▶ GOAL:
Format the rows below as a numbered list, leaving out any blank lines.

▶ EXTRACTED MATERIAL:
* begin *
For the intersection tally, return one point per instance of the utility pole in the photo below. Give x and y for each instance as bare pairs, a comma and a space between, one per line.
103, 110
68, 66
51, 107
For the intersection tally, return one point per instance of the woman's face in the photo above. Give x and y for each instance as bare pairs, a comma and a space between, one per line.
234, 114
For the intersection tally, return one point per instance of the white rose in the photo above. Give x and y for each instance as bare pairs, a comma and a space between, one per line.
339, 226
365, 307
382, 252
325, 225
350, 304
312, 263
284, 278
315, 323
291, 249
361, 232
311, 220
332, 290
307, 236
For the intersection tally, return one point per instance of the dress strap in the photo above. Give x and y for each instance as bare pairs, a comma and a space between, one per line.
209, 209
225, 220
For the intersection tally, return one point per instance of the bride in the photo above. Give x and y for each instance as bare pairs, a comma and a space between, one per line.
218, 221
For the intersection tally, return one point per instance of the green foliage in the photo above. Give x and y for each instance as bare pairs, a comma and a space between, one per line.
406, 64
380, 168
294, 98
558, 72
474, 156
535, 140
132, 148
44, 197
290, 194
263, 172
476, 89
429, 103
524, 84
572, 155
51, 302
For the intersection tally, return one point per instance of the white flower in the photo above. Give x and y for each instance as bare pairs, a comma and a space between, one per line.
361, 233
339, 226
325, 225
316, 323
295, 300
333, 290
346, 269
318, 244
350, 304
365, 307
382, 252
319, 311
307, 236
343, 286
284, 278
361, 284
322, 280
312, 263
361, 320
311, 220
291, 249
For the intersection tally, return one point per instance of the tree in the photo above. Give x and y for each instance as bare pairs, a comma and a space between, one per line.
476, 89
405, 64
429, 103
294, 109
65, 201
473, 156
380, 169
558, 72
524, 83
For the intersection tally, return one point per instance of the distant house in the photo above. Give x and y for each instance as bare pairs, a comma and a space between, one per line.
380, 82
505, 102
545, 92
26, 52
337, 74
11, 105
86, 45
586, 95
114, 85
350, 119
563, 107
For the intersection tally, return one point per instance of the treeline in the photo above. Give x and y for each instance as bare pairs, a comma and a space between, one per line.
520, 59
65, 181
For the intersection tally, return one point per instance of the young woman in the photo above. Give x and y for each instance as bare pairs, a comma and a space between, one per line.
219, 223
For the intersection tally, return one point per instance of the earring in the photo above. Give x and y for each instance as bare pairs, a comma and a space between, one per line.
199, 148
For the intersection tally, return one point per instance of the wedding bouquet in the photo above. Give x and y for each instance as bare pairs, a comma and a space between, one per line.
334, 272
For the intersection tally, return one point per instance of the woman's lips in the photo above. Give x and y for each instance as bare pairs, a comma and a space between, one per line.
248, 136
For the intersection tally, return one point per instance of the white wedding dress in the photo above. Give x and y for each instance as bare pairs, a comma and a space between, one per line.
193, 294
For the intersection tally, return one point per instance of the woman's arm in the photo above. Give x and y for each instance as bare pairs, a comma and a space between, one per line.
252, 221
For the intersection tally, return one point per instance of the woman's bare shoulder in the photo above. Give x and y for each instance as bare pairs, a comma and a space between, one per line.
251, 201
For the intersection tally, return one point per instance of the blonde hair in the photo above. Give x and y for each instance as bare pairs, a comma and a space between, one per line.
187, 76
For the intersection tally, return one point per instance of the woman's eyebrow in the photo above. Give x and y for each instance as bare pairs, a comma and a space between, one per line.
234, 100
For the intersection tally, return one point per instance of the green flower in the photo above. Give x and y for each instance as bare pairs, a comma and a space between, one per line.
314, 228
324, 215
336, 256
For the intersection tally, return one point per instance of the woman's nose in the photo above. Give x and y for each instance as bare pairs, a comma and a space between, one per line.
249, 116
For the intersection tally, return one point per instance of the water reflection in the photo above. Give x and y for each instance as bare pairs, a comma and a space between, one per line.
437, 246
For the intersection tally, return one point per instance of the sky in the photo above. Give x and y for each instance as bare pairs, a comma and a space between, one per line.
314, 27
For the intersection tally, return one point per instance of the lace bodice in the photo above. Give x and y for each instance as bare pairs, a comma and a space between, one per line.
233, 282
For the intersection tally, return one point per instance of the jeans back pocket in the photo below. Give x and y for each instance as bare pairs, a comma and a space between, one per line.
* end *
▶ COMPLETE RESPONSE:
1. For the intersection tally, return one point per instance of the utility pole in the photo below. Give x and y for each instance as bare pairs, a comma and a space between, one per line.
2. 103, 110
3. 68, 66
4. 51, 107
5. For the intersection tally, return one point per instance of the woman's face in the photo above. Give x and y for each instance as bare pairs, a comma and a space between, one per line.
6. 234, 114
7. For the intersection tally, return one point per instance of the white rose in the photo above. Give x and y for each instance as bare pairs, a comma and a space between, one per line.
8. 339, 226
9. 365, 307
10. 382, 252
11. 325, 225
12. 350, 304
13. 312, 263
14. 284, 278
15. 315, 323
16. 291, 249
17. 361, 232
18. 311, 220
19. 332, 290
20. 307, 236
21. For the intersection tally, return one point per instance of the dress strap in the photo above. Give x and y for each instance as bare pairs, a comma and a space between, one per line.
22. 209, 209
23. 225, 220
24. For the intersection tally, return one point per instance of the bride in the photo above. Give x and y for each instance as bare pairs, a comma and a space between, one per line.
25. 218, 221
26. For the intersection tally, return one point per instance of the green foliage in the photo above. Give x and y for each instance as bare pairs, a comma and a space between, one per line.
27. 406, 64
28. 380, 168
29. 294, 98
30. 558, 72
31. 474, 156
32. 535, 140
33. 132, 148
34. 44, 197
35. 290, 194
36. 263, 172
37. 476, 89
38. 429, 103
39. 524, 84
40. 572, 155
41. 51, 302
42. For the intersection tally, return one point per instance of the white flower in the photo above. Give x and y for each instance as bare pairs, a comma and a space between, one per line.
43. 361, 233
44. 339, 226
45. 325, 225
46. 316, 323
47. 295, 300
48. 333, 290
49. 346, 269
50. 318, 244
51. 350, 304
52. 365, 307
53. 382, 252
54. 319, 311
55. 307, 236
56. 343, 286
57. 284, 278
58. 361, 284
59. 322, 280
60. 312, 263
61. 361, 320
62. 311, 220
63. 291, 249
64. For the intersection tally, return one point per instance of the tree in the photo above. Give x and y for each instance as bare pairs, a comma and a space between, one per line.
65. 476, 89
66. 405, 64
67. 429, 103
68. 294, 109
69. 65, 201
70. 473, 156
71. 380, 169
72. 558, 72
73. 524, 83
74. For the intersection tally, return one point per instance of the distant house in the photo above. Give x and y for each instance as bare pairs, a comma and a space between, one per line.
75. 380, 82
76. 505, 102
77. 545, 92
78. 26, 52
79. 337, 74
80. 11, 105
81. 86, 45
82. 586, 95
83. 114, 85
84. 350, 119
85. 563, 107
86. For the intersection tally, return one point per instance of the treeline in the photo above. Give x and y for each instance as bare pairs, a comma and a space between, one per line.
87. 520, 59
88. 65, 181
89. For the intersection tally, return one point per instance of the young woman in the photo above. Give x and y for each instance as bare pairs, a comma and a space between, one per line.
90. 219, 223
91. For the intersection tally, return one point per instance of the earring in the photo above. Give x and y for each instance as bare pairs, a comma and a space between, one per line.
92. 199, 148
93. For the intersection tally, return one point per instance of the wedding bouquet in the photo above. Give x and y for each instance as bare pairs, a comma and a space between, one per line.
94. 334, 272
95. For the intersection tally, return one point per instance of the woman's lips in the photo above. Give x and y for each instance as bare pairs, a comma and a space between, one per line.
96. 248, 136
97. For the intersection tally, return one point per instance of the white wedding dress in the photo above. Give x and y for each instance as bare pairs, a comma and a space between, one per line.
98. 193, 294
99. For the intersection tally, return one point per instance of the woman's arm in the photo above. Give x and y for each instance as bare pairs, a comma and a space between, one per line.
100. 252, 221
101. For the intersection tally, return one point per instance of the woman's bare shoulder in the photo above. Give x and y for each instance as bare pairs, a comma and a space between, one per line.
102. 251, 201
103. For the intersection tally, return one point per instance of the blonde hair in the photo above. Give x and y for each instance as bare pairs, a comma and a space between, one per line.
104. 187, 76
105. For the intersection tally, return one point per instance of the woman's eyebrow in the photo above. Give x and y for each instance as bare pairs, a comma and a space between, one per line.
106. 234, 100
107. For the intersection tally, return one point per instance of the green flower in the photo above. Give x and y for each instance as bare pairs, a comma and a space between, one per line.
108. 314, 228
109. 324, 215
110. 336, 256
111. For the intersection tally, return one point per instance of the woman's nose in the photo above. Give x and y for each instance as bare pairs, a comma and a space between, one per line.
112. 249, 116
113. For the intersection tally, return one point per instance of the water reflection in the photo above. Give x and y for each instance as bare pairs, a comma and a space between, one per line.
114. 437, 246
115. For the intersection tally, return one point per instance of the sky in the photo above. Give x and y for each instance as bare pairs, a comma and a space between, one per line.
116. 314, 27
117. For the intersection tally, return one point per instance of the lace bodice in the photo above. Give x and y for each instance as bare pairs, a comma and a space between, one per line.
118. 233, 282
119. For the intersection tally, return one point per instance of the jeans back pocket in the photo below. Give x and y for each instance as bare pairs, a comma and a space between, one per line.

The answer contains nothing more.